Location annotation dataset excerpts:
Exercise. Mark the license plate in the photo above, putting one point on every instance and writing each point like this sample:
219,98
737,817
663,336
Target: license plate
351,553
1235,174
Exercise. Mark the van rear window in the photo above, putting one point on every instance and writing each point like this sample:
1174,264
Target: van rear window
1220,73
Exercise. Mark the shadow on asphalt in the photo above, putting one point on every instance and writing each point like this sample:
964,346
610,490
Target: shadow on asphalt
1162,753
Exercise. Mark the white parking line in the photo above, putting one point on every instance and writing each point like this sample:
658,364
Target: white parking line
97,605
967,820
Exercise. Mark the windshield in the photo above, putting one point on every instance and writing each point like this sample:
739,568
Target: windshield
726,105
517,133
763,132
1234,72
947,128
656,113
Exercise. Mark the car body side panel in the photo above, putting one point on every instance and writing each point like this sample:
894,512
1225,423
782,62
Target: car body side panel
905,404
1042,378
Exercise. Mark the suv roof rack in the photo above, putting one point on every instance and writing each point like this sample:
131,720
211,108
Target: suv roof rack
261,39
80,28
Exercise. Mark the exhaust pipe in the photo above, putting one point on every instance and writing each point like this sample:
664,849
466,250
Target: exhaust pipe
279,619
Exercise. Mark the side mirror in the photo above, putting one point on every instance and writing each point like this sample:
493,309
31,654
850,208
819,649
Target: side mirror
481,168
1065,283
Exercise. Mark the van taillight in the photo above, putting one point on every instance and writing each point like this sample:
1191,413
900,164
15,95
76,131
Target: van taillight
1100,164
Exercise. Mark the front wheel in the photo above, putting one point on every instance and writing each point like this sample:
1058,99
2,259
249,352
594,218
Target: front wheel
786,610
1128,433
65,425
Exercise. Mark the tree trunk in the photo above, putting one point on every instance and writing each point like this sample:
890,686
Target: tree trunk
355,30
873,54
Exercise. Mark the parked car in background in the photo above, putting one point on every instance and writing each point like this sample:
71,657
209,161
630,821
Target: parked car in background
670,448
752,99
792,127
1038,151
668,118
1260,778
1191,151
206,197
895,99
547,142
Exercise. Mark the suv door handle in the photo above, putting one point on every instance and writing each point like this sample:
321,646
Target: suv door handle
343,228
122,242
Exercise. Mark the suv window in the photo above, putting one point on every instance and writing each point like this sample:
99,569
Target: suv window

**Exercise prompt**
Write out exactly the final stretch of the records: the line containing "Exercise. Mark the tree" and every line after it, through the last, and nothing else.

**Full response**
Exercise. Mark the tree trunk in the photo above, putting one point on every instance and writing each point like this sample:
890,686
Target: tree trunk
355,30
873,54
Exercise. Mark the parked car in background in the photo above, putting one point on every instance and writing each point like this sample:
71,657
209,161
630,821
Target: parked car in background
670,448
752,99
792,127
1038,151
668,118
1260,778
1191,151
206,197
895,99
547,142
Exercise. Mark the suv door handle in the photo above, putting one point on every instance and writing each point like this sample:
321,646
Target: suv door handle
343,228
122,242
Exercise. Mark the suv window in the photo above, putting one point on every instance and writing each point like this sample:
99,569
Target: suv window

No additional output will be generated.